> Source excerpt:
* * * * * * * * *

# Superman plakat?



## HookedOnBettas (Jul 23, 2012)

Whats a superman plaket ?


----------



## VictorP (Jun 5, 2012)

A superman plakat is a line of fighter plakats. Our forum doesn't support betta fighting.


----------



## HookedOnBettas (Jul 23, 2012)

I don't fight bettas. 
I just wanted to know what it was.
Because I see people sell them .


----------



## dramaqueen (Jul 7, 2008)

Nothing wrong with asking questions.


----------



## mplsmommy (Aug 4, 2012)

I know that the MN Betta Shop was extremely excited to get a shipment in around labor day. I was curious what their difference was too. I mostly thought it was because every one of them was red, white, and blue like superman lol


----------



## toad (Jul 17, 2012)

Now, I don't want to post anything that will get me into trouble, but... I googled Superman Plakat Fish, and what came up is sickening.

Here I always thought "superman" fish were red, white and blue


----------



## homegrown terror (Aug 6, 2012)

* * * * * * * * *

> Dataset section:
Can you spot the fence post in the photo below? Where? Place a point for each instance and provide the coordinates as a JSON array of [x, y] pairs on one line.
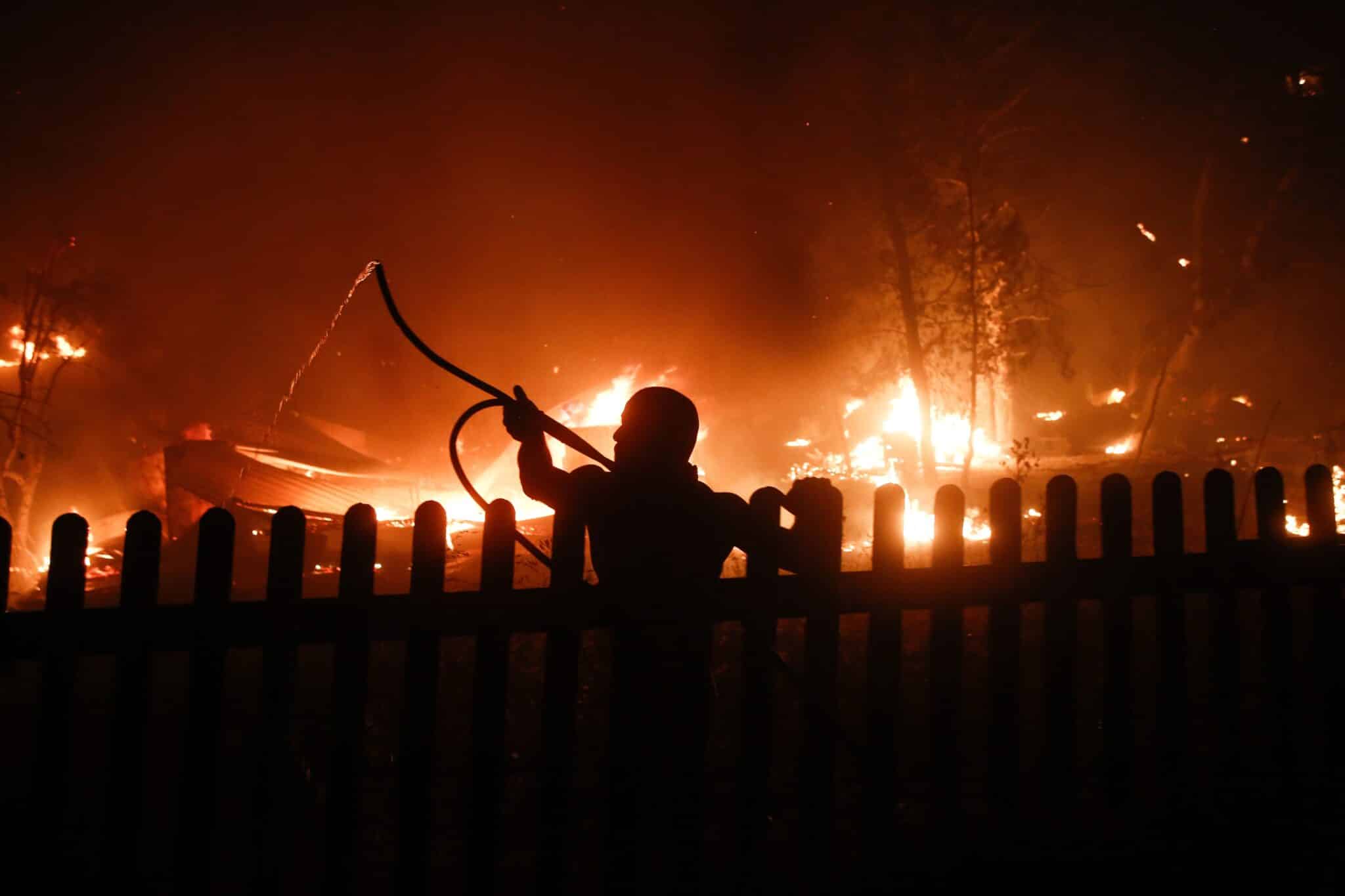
[[350, 691], [65, 601], [7, 555], [489, 694], [759, 692], [1005, 648], [1328, 618], [1118, 640], [946, 626], [284, 589], [884, 683], [1278, 624], [1225, 636], [205, 696], [1061, 636], [821, 639], [1173, 702], [416, 762], [123, 817], [560, 694]]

* * * * * * * * *

> Stated goal A: In the forum thread about superman plakats, how does VictorP describe a superman plakat?
> Stated goal B: Write the next part of the forum thread about superman plakats, picking up right after its final line.
The data shown here was taken from a separate source.

> Response A: As a line of fighter plakats.

> Response B:
toad said:


> Now, I don't want to post anything that will get me into trouble, but... I googled Superman Plakat Fish, and what came up is sickening.
> 
> Here I always thought "superman" fish were red, white and blue


those are called Thai Flag bettas.


----------



## whimsicalbrainpan (Aug 4, 2012)

This is... Sometimes I really dislike human beings. I was able to have one video up long enough to flag it as inappropriate.


----------



## Kitty Whiskers (Sep 28, 2009)

OMG...:shock: The one site I saw said " Fighting bettas is a cool game. Please enjoy and do it with love. Winning or losing is only result. Betta fighters are Great Fish!"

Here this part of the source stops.